#### Provided text:
::::
Total cargo volume (including aggregates) decreased 75,000 tons or 3.1% to 2,374,000 tons for the quarter ended June 30, 2010, from 2,449,000 tons for the same period in 2009. This decrease is mainly attributable to the decrease in agricultural and bulk cargoes transported. Non-aggregate revenue tons carried decreased by 199,000 tons for second quarter 2010 whereas aggregate revenue tons carried increased by 124,000 tons for second quarter 2010 as compared to second quarter 2009. Freight rates excluding aggregates increased by $16.13 per ton or 40.0% to $56.46 per ton for quarter ended June 30, 2010 from $40.33 per ton during the same period in 2009 and an increase of 6.85% from $52.84 per ton in the first quarter of 2010.
Average Daily Voyage Time Charter Equivalent, which is an industry standard metric reflecting the daily net earnings of a voyage after deducting all voyage expenses from voyage revenues, was $14,463 per day for the second quarter of 2010, an increase of 28.4% from $11,268 per day during the second quarter of 2009 and an decrease of 0.3% from $14,511 per day during the first quarter of 2010.
Time Charter Revenues:
Time charter revenues increased by $25.5 million to $37.7 million for the quarter ended June 30, 2010 from $12.2 million for the quarter ended June 30, 2009. The increase was primarily due to higher average charter hire rates and an increase in time charter-out days.
::::
#### Work to do:
**A.** From the quarterly shipping results, copy the passage from "Average Daily Voyage" to "time charter-out days.".
**B.** According to the quarterly shipping results, what was the Average Daily Voyage Time Charter Equivalent for the second quarter of 2010?
**C.** Pick up the quarterly shipping results after their final sentence and keep writing.
::::
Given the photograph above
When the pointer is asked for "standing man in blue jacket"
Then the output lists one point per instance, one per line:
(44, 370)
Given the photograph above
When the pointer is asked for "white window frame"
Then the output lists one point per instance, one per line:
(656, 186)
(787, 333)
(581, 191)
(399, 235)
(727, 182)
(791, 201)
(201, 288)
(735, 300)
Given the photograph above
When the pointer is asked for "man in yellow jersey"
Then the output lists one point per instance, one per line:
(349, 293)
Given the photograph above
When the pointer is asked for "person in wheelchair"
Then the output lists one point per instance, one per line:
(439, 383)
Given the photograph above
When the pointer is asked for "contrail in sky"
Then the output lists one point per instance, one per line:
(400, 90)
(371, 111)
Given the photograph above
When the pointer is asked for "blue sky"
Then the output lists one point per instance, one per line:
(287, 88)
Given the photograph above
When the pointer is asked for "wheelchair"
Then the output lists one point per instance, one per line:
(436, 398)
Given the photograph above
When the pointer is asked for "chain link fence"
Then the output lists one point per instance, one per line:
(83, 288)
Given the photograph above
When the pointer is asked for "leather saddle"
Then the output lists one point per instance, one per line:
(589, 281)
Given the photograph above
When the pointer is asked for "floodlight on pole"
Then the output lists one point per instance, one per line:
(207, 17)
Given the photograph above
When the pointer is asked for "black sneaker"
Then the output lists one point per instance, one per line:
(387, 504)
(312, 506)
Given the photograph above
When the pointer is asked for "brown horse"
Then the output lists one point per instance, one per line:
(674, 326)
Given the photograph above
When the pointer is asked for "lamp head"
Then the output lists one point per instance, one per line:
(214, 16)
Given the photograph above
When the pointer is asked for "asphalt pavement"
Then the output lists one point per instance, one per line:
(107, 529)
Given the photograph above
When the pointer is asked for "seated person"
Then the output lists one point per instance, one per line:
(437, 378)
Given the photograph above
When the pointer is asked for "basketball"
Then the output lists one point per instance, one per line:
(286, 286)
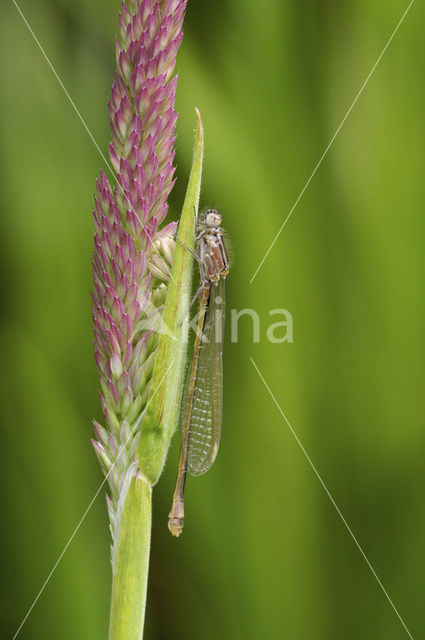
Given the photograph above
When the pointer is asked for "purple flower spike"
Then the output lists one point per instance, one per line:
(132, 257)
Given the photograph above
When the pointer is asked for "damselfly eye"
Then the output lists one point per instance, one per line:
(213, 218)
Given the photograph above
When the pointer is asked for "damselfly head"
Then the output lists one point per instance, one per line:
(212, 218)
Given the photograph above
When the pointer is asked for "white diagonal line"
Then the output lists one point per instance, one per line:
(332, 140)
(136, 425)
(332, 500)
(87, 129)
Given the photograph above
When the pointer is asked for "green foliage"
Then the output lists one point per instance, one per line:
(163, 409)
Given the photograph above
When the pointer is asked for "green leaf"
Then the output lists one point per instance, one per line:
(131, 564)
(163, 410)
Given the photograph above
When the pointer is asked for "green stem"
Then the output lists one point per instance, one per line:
::::
#### Outputs:
**A.**
Average Daily Voyage Time Charter Equivalent, which is an industry standard metric reflecting the daily net earnings of a voyage after deducting all voyage expenses from voyage revenues, was $14,463 per day for the second quarter of 2010, an increase of 28.4% from $11,268 per day during the second quarter of 2009 and an decrease of 0.3% from $14,511 per day during the first quarter of 2010.
Time Charter Revenues:
Time charter revenues increased by $25.5 million to $37.7 million for the quarter ended June 30, 2010 from $12.2 million for the quarter ended June 30, 2009. The increase was primarily due to higher average charter hire rates and an increase in time charter-out days.

**B.** $14,463 per day.

**C.**
Average Daily Time Charter Equivalent, which is an industry standard metric reflecting time charter-out revenues during the period reduced by commissions, was $18,532 per day for the second quarter of 2010, an increase of $8,890 from $9,642 per day during the same period in 2009 and an increase of 13.7% from $16,299 per day during the first quarter of 2010.
Expenses:
Total operating expenses for the quarter ended June 30, 2010 increased by $30.6 million or 36.0% to $115.6 million from $85.0 million for the same period in 2009.
Voyage expenses, which include fuel costs, commissions, port call charges and stevedoring, increased by $10.0 million or 36.4% to $37.3 million for the quarter ended June 30, 2010. The rise was primarily due to increase in fuel expenses as a result of increased average fuel costs and commission expenses due to a rise in freight and time charter revenues, as well as increase in port call expenses and stevedore and other cargo-related expenses.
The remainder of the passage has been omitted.